_What this task involves_: Write out everything in the records exactly, apart from the pictures.

╔══

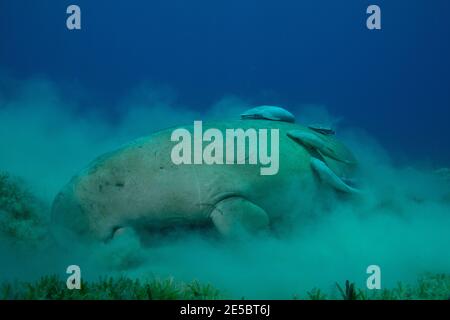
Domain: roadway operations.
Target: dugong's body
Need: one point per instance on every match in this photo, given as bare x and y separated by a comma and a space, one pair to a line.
139, 186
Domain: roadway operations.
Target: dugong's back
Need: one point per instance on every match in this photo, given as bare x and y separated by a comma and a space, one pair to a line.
139, 185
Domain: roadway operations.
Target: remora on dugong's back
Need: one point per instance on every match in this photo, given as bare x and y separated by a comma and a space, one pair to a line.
139, 186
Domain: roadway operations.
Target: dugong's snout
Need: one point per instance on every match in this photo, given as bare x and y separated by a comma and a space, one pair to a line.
68, 218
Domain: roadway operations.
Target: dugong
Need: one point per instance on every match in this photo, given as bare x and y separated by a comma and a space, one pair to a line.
138, 186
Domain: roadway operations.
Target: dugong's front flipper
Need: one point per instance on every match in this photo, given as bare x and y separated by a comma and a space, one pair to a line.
330, 177
269, 113
236, 214
312, 140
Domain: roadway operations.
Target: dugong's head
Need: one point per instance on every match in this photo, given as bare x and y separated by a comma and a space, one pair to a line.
88, 206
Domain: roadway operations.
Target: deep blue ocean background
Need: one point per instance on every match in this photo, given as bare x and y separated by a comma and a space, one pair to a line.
394, 83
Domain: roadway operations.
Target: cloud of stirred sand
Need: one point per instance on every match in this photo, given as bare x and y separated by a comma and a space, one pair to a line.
402, 223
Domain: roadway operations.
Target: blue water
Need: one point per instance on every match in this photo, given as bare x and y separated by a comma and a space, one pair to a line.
393, 83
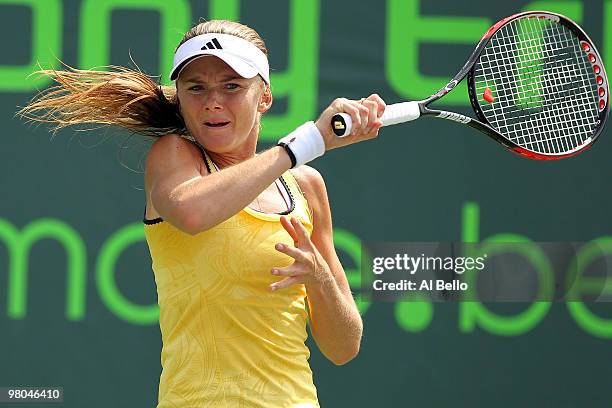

╚══

_Reply_:
Domain: roadway operations.
Target: dugong's body
Need: one point per instance on every match in this photo, given as bare x and y separated by a comma and a space, one pair to a line.
139, 186
Domain: roadway operations.
Target: dugong's back
Need: one point per instance on every match in this photo, given as bare x and y separated by a comma and a space, one pair to a line.
139, 185
Domain: roadway operations.
Target: remora on dugong's back
Need: one point per instance on every match in this photo, given as bare x and y separated by a comma and a space, one pair to a line.
139, 186
Domain: roadway operations.
Target: dugong's snout
Need: one point per instance on every match in this photo, given as bare x and y separated by a comma and a space, one pair to a line.
68, 218
Domain: roadway operations.
Target: dugong
Need: one point per instance on every match in this photo, given as bare x and y separated by a comma and a space, one pair to a line.
138, 186
Domain: roadway operations.
Target: dugong's front flipper
Need: one point per instance on every match in this photo, given as bare x and y separated by a comma and a space, one pair to a line.
330, 177
269, 113
236, 214
312, 140
Domain: roadway operations.
Target: dugong's head
Need: one point per instance on every match in this photo, given as bare x and y separated by a comma and a space, one pair to a line.
88, 206
Domain: roadway operations.
Target: deep blue ocean background
Need: one point per instance on every match in this photo, given as bare x and y separated by a comma and a space, one pair to a line.
394, 83
Domain: roadway operations.
Target: cloud of stirred sand
Need: one point per instance on every match in this photo, given as bare x and y separated by a comma and a space, one pair to a line.
402, 223
Domain: roadway operations.
Target: blue water
Need: one point per instance on every match in this photo, given as bare x and y separated by a comma and a space, one pair to a line.
393, 83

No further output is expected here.